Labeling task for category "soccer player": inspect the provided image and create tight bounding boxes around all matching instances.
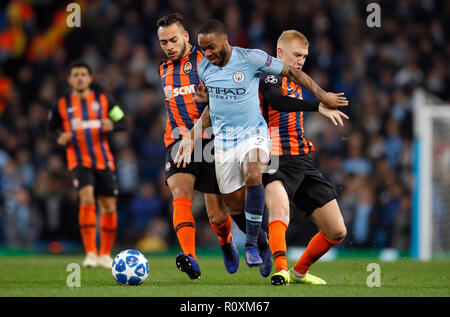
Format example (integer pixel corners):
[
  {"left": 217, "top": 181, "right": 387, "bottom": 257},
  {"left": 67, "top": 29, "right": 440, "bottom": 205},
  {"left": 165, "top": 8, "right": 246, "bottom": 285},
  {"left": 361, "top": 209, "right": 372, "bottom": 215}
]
[
  {"left": 260, "top": 30, "right": 348, "bottom": 285},
  {"left": 48, "top": 61, "right": 126, "bottom": 269},
  {"left": 175, "top": 20, "right": 348, "bottom": 276},
  {"left": 157, "top": 14, "right": 239, "bottom": 280}
]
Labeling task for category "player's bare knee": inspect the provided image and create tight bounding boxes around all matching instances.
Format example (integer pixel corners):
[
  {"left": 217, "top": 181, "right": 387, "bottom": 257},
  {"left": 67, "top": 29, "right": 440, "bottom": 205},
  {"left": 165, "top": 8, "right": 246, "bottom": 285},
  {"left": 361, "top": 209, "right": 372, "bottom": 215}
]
[
  {"left": 269, "top": 206, "right": 289, "bottom": 222},
  {"left": 209, "top": 214, "right": 226, "bottom": 226},
  {"left": 244, "top": 168, "right": 262, "bottom": 186},
  {"left": 99, "top": 201, "right": 117, "bottom": 214}
]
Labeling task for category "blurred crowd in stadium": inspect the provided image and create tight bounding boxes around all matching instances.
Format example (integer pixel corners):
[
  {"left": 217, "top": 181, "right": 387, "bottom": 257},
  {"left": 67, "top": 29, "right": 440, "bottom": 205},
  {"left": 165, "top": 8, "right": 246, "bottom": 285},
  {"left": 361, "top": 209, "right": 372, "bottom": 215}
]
[{"left": 0, "top": 0, "right": 450, "bottom": 251}]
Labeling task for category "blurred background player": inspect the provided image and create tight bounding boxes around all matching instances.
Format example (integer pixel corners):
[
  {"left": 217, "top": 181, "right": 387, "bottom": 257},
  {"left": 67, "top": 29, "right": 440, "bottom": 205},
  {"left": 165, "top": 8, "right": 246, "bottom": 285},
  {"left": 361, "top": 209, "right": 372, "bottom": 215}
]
[
  {"left": 260, "top": 30, "right": 348, "bottom": 285},
  {"left": 48, "top": 61, "right": 126, "bottom": 268},
  {"left": 157, "top": 14, "right": 239, "bottom": 279},
  {"left": 178, "top": 20, "right": 346, "bottom": 276}
]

· · ·

» Task
How many lines of the data above contain the word "create"? Reply with the number alone.

» Task answer
4